Task objective ->
Every line from the one that includes "Target: pink sandstone facade" to the end of the entries should be written out exactly, with the first and last included.
===== Entries supplied
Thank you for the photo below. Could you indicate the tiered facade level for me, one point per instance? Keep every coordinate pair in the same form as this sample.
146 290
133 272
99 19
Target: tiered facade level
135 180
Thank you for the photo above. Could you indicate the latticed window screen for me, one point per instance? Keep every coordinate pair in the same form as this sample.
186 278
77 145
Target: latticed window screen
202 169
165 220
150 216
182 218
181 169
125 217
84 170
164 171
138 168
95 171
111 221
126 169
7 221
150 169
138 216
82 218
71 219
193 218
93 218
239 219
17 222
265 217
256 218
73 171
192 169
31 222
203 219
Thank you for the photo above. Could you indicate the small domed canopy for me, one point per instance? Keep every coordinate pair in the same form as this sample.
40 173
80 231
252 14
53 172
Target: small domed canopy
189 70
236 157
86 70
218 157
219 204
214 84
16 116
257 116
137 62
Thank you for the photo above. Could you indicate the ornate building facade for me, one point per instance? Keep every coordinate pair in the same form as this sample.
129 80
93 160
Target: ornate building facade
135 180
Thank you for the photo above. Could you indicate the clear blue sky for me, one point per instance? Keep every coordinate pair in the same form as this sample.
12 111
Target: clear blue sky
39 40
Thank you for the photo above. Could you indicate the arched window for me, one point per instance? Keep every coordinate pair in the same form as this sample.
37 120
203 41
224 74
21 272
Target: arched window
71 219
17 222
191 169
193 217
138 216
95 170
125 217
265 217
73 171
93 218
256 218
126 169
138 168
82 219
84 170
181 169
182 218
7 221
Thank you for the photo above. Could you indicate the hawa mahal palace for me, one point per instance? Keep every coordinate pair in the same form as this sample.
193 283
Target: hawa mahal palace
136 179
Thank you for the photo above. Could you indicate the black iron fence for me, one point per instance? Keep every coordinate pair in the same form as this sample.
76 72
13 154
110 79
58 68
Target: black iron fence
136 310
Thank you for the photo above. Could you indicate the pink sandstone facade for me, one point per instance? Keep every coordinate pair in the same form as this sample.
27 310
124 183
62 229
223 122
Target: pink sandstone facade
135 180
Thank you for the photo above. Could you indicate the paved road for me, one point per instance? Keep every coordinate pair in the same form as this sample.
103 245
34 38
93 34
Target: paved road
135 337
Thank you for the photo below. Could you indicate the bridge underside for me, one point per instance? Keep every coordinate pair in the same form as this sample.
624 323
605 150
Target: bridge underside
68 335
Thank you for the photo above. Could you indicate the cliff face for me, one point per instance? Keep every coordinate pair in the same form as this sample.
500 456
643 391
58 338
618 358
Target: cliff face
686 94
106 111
==========
Response to this task ->
Target: pink sandstone facade
135 180
Thank you for the photo above. Could you indicate the paved road for me, one point per instance? Keep every coordinate pair in the same form as this sample.
103 245
34 38
93 34
Target: paved road
135 337
Thank you for the photo below. Could you indicate the bridge underside for me, one point per instance? Keep every coordinate pair in the same form as this sample.
624 323
605 150
Target: bridge underside
68 335
Thank you for the photo above. Could you indicate the cliff face for me, one point per instance? Keep every coordinate pair in the same form as this sample.
500 456
643 391
58 338
618 358
Target: cliff face
686 94
106 111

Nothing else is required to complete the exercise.